━━ Data ━━

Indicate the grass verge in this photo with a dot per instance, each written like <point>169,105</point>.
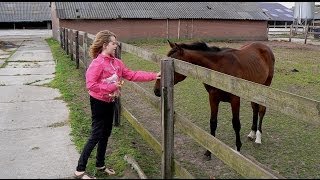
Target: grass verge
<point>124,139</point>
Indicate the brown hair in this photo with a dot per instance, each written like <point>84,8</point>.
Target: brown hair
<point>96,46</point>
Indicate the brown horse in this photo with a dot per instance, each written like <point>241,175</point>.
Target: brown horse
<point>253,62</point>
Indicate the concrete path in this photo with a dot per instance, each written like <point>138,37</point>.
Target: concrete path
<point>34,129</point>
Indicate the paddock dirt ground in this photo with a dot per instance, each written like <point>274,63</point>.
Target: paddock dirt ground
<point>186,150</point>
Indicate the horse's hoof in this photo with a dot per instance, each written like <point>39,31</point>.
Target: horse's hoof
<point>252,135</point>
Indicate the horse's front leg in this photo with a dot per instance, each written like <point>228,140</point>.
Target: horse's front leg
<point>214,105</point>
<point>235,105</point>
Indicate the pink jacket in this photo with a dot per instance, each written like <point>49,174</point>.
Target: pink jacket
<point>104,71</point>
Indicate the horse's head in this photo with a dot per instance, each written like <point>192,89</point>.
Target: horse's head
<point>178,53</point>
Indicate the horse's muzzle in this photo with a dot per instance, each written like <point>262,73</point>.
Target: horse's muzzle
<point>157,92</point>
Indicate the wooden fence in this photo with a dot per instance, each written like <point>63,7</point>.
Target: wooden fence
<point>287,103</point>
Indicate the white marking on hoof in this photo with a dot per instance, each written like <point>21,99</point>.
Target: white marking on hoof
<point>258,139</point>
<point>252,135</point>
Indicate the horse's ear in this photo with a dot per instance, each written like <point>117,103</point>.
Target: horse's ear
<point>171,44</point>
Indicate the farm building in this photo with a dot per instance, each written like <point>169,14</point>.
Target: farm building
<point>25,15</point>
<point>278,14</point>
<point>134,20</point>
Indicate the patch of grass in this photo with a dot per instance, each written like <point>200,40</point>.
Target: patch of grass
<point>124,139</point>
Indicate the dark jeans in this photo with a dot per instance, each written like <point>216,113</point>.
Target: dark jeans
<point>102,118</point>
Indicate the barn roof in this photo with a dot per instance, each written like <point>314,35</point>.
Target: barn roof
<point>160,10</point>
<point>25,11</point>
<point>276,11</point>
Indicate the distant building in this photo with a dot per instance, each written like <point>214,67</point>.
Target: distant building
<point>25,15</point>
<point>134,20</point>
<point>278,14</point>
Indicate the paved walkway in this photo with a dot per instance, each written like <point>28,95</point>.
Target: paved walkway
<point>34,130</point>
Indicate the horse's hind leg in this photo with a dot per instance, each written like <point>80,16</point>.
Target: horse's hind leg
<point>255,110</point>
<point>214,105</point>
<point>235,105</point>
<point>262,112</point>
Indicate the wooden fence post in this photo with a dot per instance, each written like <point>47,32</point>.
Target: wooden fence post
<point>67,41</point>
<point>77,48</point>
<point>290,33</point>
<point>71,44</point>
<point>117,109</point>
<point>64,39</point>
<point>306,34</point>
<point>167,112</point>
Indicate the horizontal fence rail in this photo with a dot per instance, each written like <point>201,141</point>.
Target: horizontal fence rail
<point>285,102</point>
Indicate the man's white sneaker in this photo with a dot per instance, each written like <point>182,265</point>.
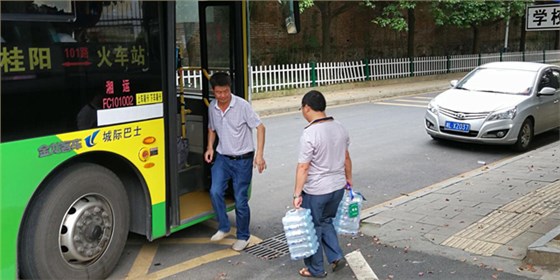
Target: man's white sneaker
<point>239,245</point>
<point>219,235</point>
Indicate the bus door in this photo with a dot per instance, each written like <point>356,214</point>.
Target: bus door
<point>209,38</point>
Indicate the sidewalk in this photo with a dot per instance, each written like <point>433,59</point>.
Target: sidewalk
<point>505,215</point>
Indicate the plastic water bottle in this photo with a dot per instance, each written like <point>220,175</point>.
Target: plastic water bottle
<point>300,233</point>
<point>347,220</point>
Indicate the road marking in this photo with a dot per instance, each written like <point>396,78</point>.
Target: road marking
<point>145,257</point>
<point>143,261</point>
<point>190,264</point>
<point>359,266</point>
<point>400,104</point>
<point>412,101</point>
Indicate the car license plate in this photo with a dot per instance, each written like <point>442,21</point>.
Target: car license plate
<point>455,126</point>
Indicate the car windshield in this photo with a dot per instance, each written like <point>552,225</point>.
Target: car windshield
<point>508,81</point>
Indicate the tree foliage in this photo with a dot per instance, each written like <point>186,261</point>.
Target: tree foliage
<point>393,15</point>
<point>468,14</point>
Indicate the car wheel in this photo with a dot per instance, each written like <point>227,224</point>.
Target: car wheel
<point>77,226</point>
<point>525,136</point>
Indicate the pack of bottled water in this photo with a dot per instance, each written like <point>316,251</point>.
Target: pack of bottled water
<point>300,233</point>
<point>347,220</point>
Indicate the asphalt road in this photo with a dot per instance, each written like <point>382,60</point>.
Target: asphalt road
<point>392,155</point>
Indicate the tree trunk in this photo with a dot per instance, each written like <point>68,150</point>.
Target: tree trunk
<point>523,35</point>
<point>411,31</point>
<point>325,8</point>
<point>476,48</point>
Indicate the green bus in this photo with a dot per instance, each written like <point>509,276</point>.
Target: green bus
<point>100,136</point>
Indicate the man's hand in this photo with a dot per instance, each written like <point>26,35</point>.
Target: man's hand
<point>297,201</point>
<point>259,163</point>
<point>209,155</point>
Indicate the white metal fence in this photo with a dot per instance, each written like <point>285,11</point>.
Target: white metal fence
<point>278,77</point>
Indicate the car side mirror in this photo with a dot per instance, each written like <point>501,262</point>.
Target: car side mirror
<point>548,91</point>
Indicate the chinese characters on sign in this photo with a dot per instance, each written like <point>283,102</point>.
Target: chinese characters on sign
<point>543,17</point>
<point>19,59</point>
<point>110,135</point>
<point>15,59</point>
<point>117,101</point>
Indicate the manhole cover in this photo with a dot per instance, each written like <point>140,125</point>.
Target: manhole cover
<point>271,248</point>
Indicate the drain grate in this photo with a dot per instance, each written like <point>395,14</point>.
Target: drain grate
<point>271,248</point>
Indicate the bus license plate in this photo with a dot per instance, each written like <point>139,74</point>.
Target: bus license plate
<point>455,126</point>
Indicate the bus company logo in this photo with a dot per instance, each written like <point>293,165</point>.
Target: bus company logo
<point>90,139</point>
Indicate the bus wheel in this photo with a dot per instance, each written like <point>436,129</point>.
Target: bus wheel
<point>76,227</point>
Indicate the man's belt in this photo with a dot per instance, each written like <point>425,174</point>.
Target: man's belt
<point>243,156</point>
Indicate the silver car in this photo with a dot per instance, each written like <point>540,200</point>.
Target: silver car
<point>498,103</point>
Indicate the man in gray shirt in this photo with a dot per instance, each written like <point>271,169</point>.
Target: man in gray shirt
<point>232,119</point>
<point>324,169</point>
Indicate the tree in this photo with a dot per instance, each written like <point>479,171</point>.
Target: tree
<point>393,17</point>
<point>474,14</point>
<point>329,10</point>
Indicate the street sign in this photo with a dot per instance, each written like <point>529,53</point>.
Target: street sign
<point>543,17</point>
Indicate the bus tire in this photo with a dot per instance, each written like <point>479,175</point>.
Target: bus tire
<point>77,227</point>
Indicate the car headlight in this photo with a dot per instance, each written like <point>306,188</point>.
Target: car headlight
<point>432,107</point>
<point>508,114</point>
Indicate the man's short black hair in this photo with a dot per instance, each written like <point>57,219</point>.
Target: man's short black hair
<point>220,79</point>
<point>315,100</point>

━━━
━━ Data ━━

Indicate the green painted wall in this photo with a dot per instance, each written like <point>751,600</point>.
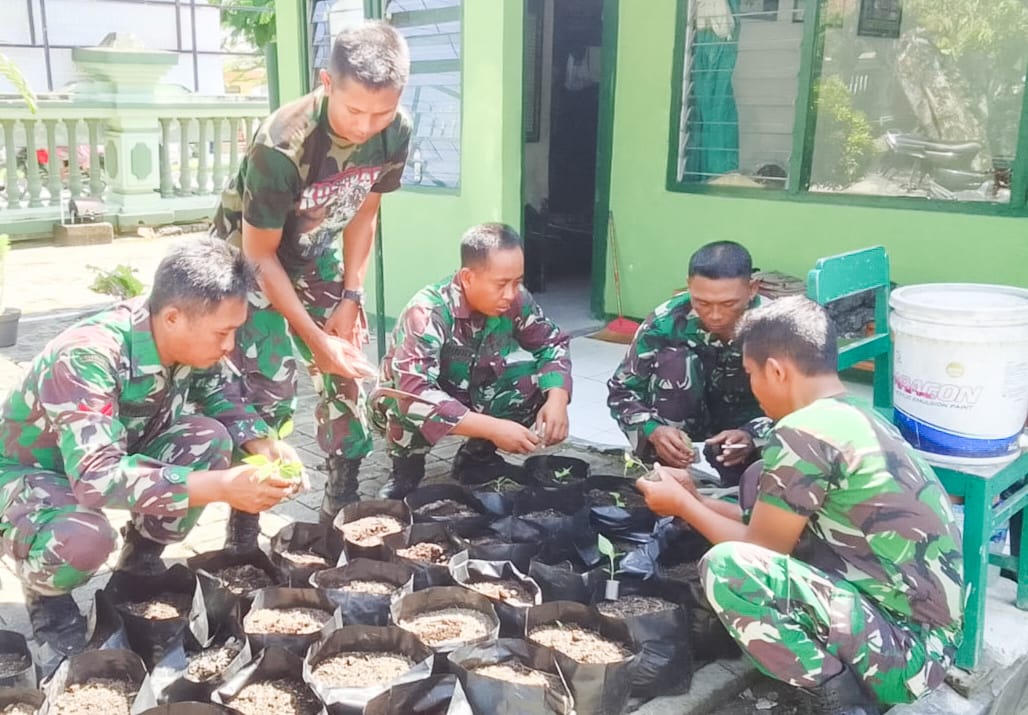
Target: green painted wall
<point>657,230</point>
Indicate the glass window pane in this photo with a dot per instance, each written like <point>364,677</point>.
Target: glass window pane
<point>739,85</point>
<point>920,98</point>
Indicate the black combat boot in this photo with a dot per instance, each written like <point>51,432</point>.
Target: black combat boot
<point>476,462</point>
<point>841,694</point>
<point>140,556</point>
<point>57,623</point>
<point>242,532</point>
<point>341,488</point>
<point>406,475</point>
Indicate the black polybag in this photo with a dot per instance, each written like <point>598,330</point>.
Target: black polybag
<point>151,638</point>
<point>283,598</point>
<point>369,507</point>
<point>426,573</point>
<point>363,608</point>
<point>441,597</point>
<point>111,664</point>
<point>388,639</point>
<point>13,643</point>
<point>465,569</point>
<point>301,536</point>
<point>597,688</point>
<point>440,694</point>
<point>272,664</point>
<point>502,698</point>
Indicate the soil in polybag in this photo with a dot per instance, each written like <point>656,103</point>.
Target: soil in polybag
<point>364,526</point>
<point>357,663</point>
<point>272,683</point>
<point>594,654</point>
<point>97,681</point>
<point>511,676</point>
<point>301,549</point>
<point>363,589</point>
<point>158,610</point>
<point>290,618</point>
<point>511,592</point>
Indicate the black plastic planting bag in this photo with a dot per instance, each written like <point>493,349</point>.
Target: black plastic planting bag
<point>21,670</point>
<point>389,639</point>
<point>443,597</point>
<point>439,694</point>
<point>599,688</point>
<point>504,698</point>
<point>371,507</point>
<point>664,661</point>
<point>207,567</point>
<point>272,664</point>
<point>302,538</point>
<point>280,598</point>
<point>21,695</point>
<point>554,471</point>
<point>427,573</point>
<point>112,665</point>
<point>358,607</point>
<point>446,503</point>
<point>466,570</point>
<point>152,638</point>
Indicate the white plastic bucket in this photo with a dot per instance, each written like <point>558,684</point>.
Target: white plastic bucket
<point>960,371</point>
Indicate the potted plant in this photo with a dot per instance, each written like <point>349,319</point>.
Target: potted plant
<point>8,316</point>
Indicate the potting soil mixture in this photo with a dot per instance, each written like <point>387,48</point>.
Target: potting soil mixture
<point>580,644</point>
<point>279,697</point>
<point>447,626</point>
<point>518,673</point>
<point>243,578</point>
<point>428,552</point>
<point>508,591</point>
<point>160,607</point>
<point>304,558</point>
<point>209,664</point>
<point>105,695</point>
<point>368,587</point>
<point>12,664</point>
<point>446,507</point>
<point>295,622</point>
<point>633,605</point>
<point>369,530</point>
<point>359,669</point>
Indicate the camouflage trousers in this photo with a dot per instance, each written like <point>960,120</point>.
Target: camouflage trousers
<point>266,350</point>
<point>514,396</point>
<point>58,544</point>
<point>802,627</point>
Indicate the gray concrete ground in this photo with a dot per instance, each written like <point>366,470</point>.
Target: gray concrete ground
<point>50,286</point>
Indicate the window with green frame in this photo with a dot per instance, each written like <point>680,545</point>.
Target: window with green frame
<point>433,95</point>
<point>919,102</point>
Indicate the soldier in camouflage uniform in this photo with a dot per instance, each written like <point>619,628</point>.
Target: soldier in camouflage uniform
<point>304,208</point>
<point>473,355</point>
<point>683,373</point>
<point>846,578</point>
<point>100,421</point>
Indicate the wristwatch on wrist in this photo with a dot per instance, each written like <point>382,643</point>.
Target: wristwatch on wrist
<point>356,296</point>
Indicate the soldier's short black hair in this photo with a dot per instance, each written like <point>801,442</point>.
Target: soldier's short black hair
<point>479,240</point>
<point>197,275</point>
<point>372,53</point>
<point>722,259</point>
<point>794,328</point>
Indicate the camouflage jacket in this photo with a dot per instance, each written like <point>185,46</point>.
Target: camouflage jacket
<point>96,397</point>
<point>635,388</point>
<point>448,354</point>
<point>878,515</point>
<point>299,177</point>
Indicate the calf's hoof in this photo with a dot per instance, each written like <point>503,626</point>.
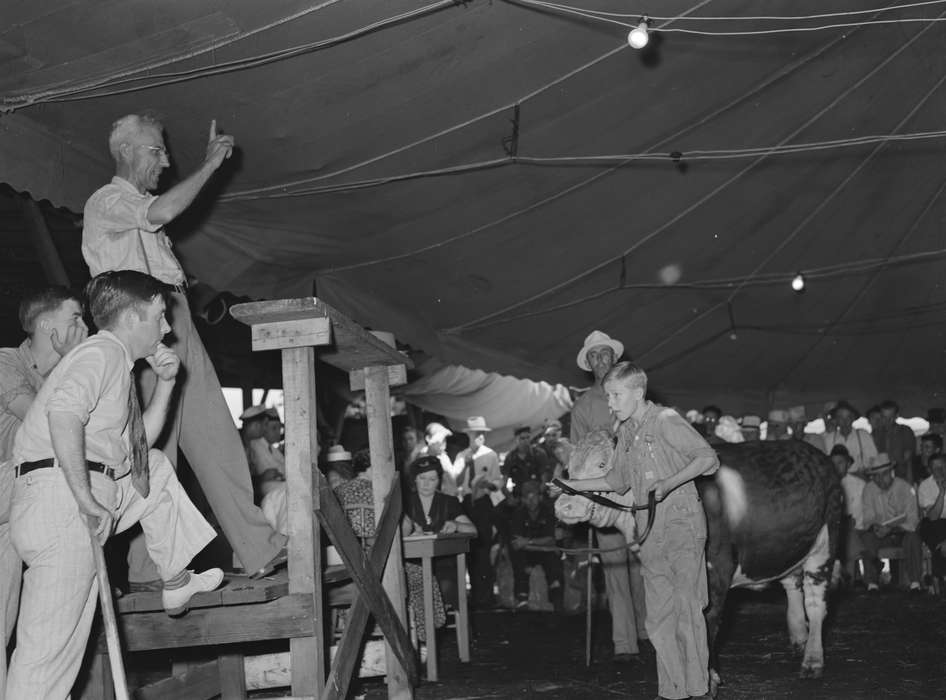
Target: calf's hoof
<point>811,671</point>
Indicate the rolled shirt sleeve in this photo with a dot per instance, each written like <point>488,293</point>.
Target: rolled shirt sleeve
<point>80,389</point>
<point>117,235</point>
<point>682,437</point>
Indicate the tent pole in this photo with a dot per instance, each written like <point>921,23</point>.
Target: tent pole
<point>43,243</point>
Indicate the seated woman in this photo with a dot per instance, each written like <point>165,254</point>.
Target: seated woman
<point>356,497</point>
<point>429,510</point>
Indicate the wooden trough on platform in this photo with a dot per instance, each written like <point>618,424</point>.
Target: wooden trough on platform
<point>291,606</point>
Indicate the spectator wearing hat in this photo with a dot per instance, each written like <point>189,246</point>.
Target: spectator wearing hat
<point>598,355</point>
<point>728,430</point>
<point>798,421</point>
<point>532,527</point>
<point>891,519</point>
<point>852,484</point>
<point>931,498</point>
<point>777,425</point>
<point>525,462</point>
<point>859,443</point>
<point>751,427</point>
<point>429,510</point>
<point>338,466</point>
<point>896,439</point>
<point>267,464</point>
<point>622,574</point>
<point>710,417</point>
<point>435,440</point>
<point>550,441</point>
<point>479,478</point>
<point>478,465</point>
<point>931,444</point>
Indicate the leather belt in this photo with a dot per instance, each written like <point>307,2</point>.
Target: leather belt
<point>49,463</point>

━━━
━━ Data ━━

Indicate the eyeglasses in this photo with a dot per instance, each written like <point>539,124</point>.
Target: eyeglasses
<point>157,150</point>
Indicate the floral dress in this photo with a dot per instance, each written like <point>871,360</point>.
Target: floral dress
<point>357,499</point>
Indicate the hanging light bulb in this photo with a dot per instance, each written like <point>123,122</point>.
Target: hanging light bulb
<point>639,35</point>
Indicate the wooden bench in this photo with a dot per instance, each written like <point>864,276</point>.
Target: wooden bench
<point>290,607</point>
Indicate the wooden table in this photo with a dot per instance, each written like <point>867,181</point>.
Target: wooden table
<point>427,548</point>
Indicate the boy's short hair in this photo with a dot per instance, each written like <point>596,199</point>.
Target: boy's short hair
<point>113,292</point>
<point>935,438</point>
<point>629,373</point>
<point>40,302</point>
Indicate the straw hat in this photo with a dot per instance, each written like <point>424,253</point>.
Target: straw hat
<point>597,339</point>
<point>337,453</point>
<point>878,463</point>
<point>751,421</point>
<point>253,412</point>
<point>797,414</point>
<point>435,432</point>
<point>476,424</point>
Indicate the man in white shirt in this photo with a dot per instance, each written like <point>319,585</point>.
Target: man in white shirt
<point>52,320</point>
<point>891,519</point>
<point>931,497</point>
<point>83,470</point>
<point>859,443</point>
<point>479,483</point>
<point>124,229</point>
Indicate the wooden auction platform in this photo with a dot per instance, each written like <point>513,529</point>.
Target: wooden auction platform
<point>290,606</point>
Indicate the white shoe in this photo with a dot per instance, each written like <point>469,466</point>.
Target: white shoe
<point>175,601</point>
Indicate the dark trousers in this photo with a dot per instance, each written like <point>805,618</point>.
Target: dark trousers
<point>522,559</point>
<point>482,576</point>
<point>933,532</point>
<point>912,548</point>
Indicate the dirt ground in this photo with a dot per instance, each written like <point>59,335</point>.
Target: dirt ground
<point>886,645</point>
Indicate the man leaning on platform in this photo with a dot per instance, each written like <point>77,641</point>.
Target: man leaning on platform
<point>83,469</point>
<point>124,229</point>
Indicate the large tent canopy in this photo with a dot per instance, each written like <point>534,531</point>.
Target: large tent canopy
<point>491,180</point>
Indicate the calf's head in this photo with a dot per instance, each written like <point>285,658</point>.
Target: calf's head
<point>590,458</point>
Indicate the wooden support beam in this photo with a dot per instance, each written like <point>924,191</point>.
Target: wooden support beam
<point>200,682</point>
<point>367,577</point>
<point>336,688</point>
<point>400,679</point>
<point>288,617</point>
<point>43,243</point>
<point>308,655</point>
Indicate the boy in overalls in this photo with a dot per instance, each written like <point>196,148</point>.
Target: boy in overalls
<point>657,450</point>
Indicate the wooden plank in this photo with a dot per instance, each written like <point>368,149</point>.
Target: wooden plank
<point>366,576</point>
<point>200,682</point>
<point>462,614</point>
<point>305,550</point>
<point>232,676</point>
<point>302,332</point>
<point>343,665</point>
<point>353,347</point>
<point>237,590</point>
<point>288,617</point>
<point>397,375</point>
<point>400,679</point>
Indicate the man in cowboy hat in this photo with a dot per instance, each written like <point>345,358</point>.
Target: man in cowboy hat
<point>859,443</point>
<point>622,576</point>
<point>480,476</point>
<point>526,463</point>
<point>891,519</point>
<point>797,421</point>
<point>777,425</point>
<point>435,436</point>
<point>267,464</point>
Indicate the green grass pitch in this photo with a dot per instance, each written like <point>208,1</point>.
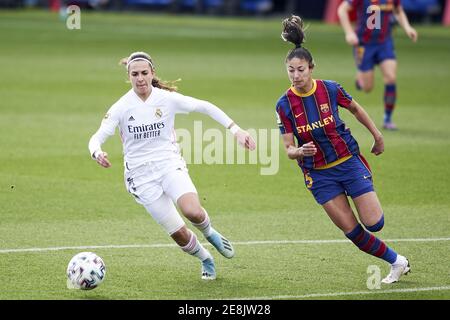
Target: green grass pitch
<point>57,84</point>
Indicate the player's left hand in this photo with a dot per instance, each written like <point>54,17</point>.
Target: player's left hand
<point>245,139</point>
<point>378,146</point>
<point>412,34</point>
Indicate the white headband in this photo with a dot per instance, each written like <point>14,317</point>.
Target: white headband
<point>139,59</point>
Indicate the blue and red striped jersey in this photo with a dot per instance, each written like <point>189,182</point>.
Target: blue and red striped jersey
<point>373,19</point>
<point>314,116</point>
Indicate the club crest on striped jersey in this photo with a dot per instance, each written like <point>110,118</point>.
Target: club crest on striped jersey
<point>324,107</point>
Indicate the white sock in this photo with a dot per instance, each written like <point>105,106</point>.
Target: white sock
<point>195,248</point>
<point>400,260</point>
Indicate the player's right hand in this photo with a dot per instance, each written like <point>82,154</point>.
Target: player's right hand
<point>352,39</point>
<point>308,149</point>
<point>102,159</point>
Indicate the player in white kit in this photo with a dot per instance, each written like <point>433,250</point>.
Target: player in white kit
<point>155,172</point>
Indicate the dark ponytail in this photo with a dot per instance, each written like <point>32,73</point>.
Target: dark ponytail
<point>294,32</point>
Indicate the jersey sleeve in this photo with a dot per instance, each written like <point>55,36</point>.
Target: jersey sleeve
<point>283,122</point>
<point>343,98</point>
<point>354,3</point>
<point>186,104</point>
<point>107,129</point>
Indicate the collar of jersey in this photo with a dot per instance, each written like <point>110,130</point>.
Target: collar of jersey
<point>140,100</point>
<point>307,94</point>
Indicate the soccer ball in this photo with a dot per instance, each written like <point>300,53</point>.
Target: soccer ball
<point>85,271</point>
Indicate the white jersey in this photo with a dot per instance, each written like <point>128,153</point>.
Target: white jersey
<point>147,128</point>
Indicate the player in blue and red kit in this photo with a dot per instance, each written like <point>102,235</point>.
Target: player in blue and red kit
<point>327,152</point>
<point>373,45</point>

━━━

▶ **About this task**:
Above are the records; repeat exactly the lines from the one holding "Indicate the horse's ear" down to the one holding "Indicate the wooden fence post", end lines included.

▶ **Exercise output**:
Indicate the horse's ear in this photo with a dot per instance, each written like <point>117,103</point>.
Target: horse's ear
<point>171,44</point>
Indicate the farm building in this photo with a dot per instance, each written like <point>169,14</point>.
Target: farm building
<point>25,15</point>
<point>278,14</point>
<point>134,20</point>
Indicate the patch of grass in this photo with a dot per instance, each written like <point>200,40</point>.
Target: patch of grass
<point>124,139</point>
Indicate the dark jeans in this photo with a dot per instance, each written like <point>216,113</point>.
Target: dark jeans
<point>102,118</point>
Indicate the barn roof in this photo with a dot per instance, each written like <point>314,35</point>.
Target: barn roof
<point>160,10</point>
<point>25,11</point>
<point>276,11</point>
Indicate the distant building in this photo with a dot per instance, each written like <point>214,67</point>.
Target: distant building
<point>25,15</point>
<point>134,20</point>
<point>278,14</point>
Indicate the paved walkway in this photo with a dot per instance, each written like <point>28,95</point>.
Target: paved walkway
<point>34,130</point>
Indicate the horse's hind leg in this photo with a dot per instance, each written like <point>80,16</point>.
Target: horse's hind leg
<point>255,110</point>
<point>214,105</point>
<point>235,105</point>
<point>262,112</point>
Indicate the wooden fence post in this photo with a dot per instance, each written like <point>47,32</point>.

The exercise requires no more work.